Text provided »
==============================

Like-kind exchanges, also called 1031 exchanges, allow real estate investors to sell one asset, such as a warehouse or office building, and buy a similar asset within 180 days. In doing so, those investors can avoid paying capital gains taxes to the IRS.

JLL Income Property Trust’s 1031 platform is set up as a Delaware Statutory Trust, a vehicle that allows the operator to pool capital from individual investors to buy properties while granting those investors capital gains tax deferment. Its first purchase was the Reserve at Johns Creek Walk, a 210-unit, Class-A apartment complex in the affluent Metro Atlanta suburb of Johns Creek, 27 miles north of Downtown Atlanta.

Swaringen said the $25M price tag for the property was paid for by 20 individual investors in the first DST, each contributing a minimum of $500K. The complex was purchased from the IPT fund, which owns more than $3B in commercial real estate properties across the country, a third of which are multifamily.

Drew Dornbusch, who heads the 1031 exchange platform for LaSalle Investment Management, said the new fund's investment criteria will hew closely to IPT's targets: stabilized, Class-A commercial assets that promise a steady return for investors. 

“These are investors who have managed their real estate ... but when it comes to selling, they're looking for a tax deferment,” he said. “This is capital that otherwise wouldn't come into IPT.”

DSTs are often attractive to 1031 investors who, upon selling properties, are unable to funnel all the proceeds from a sale into another property for the tax shield benefits. A DST allows those investors to take the remaining amounts and invest in like-kind real estate for those tax benefits, experts say.

==============================

Dataset entries »
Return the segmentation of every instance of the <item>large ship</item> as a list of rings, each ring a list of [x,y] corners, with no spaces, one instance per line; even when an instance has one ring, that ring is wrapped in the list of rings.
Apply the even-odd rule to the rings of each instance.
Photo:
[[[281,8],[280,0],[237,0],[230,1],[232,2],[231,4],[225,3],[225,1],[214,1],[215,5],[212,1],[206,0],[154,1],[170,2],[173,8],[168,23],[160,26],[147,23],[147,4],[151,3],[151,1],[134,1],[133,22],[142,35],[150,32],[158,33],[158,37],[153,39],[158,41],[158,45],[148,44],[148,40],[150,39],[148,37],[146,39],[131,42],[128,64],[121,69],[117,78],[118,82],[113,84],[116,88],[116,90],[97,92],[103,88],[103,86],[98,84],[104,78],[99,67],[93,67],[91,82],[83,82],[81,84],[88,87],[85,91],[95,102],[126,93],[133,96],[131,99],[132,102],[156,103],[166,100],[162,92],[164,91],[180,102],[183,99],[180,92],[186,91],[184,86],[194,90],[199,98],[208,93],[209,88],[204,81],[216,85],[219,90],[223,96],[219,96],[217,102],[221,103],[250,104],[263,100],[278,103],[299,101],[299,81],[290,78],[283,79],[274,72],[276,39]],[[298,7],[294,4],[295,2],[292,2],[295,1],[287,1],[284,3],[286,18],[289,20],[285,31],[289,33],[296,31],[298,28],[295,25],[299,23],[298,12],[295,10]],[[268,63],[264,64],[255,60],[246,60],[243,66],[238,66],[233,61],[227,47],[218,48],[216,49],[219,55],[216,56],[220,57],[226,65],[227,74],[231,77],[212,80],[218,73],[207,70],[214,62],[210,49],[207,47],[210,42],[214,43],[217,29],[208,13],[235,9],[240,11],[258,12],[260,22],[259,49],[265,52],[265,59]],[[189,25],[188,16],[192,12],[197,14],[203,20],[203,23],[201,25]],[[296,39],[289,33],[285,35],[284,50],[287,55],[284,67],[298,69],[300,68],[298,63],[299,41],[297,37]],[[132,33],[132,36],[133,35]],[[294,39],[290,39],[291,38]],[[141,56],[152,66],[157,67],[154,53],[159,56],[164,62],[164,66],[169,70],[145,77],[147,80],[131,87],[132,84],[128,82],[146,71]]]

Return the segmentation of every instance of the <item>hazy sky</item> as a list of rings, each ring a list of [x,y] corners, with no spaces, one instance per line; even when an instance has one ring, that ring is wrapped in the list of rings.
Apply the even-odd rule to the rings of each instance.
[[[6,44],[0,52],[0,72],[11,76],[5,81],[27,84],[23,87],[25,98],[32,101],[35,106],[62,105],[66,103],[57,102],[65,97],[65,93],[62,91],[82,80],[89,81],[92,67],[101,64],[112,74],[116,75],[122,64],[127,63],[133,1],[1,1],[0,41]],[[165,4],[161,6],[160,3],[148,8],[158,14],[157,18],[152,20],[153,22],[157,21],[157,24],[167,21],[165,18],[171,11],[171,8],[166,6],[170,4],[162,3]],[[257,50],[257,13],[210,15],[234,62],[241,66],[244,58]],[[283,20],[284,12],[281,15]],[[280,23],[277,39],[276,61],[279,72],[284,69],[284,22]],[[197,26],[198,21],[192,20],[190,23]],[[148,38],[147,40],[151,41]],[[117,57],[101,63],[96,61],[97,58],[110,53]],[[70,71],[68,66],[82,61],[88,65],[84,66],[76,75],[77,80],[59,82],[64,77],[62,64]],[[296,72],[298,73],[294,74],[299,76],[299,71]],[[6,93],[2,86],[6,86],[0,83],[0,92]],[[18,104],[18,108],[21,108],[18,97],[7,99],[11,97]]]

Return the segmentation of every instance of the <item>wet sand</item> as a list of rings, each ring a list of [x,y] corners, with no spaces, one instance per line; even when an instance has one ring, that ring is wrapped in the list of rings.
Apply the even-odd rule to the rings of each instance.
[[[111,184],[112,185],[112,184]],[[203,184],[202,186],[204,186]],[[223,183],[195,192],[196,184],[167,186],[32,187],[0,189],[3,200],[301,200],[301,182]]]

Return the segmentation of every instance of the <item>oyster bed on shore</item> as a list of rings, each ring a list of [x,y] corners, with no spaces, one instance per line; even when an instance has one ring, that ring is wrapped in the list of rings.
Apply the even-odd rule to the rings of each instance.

==============================

Problem description »
Extract the complete passage on 1031 exchanges and Delaware Statutory Trusts from above, word for word and without any of the data.

Response for this exercise »
Like-kind exchanges, also called 1031 exchanges, allow real estate investors to sell one asset, such as a warehouse or office building, and buy a similar asset within 180 days. In doing so, those investors can avoid paying capital gains taxes to the IRS.

JLL Income Property Trust’s 1031 platform is set up as a Delaware Statutory Trust, a vehicle that allows the operator to pool capital from individual investors to buy properties while granting those investors capital gains tax deferment. Its first purchase was the Reserve at Johns Creek Walk, a 210-unit, Class-A apartment complex in the affluent Metro Atlanta suburb of Johns Creek, 27 miles north of Downtown Atlanta.

Swaringen said the $25M price tag for the property was paid for by 20 individual investors in the first DST, each contributing a minimum of $500K. The complex was purchased from the IPT fund, which owns more than $3B in commercial real estate properties across the country, a third of which are multifamily.

Drew Dornbusch, who heads the 1031 exchange platform for LaSalle Investment Management, said the new fund's investment criteria will hew closely to IPT's targets: stabilized, Class-A commercial assets that promise a steady return for investors. 

“These are investors who have managed their real estate ... but when it comes to selling, they're looking for a tax deferment,” he said. “This is capital that otherwise wouldn't come into IPT.”

DSTs are often attractive to 1031 investors who, upon selling properties, are unable to funnel all the proceeds from a sale into another property for the tax shield benefits. A DST allows those investors to take the remaining amounts and invest in like-kind real estate for those tax benefits, experts say.